▶ Data to process
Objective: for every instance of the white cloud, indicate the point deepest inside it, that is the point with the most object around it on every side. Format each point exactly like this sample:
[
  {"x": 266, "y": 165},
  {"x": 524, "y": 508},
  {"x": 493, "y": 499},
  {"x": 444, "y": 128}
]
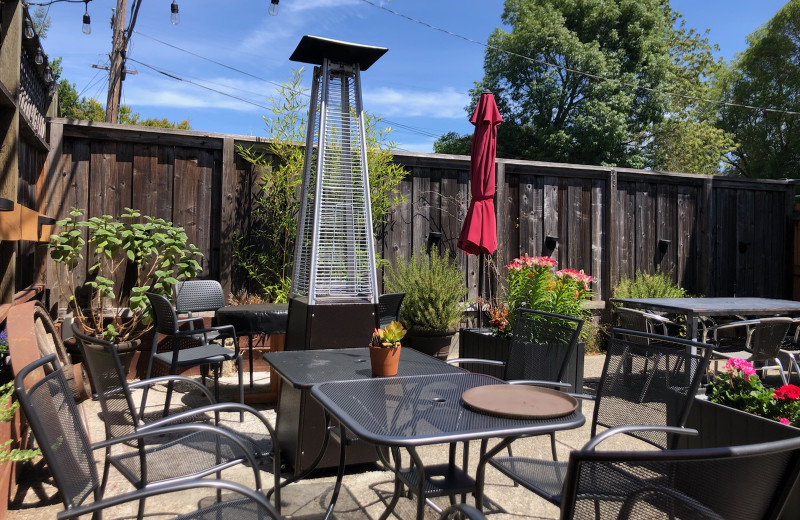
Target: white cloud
[{"x": 446, "y": 103}]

▶ Short exercise
Copy the data above word for word, leaving out the pictures.

▶ Reply
Objective: for every instance of the white cloud, indicate the point deepest inside it, that is the point with the most object around it on every side. Format each point exactly like this sample:
[
  {"x": 266, "y": 165},
  {"x": 524, "y": 508},
  {"x": 493, "y": 499},
  {"x": 444, "y": 128}
]
Target: white cloud
[{"x": 446, "y": 103}]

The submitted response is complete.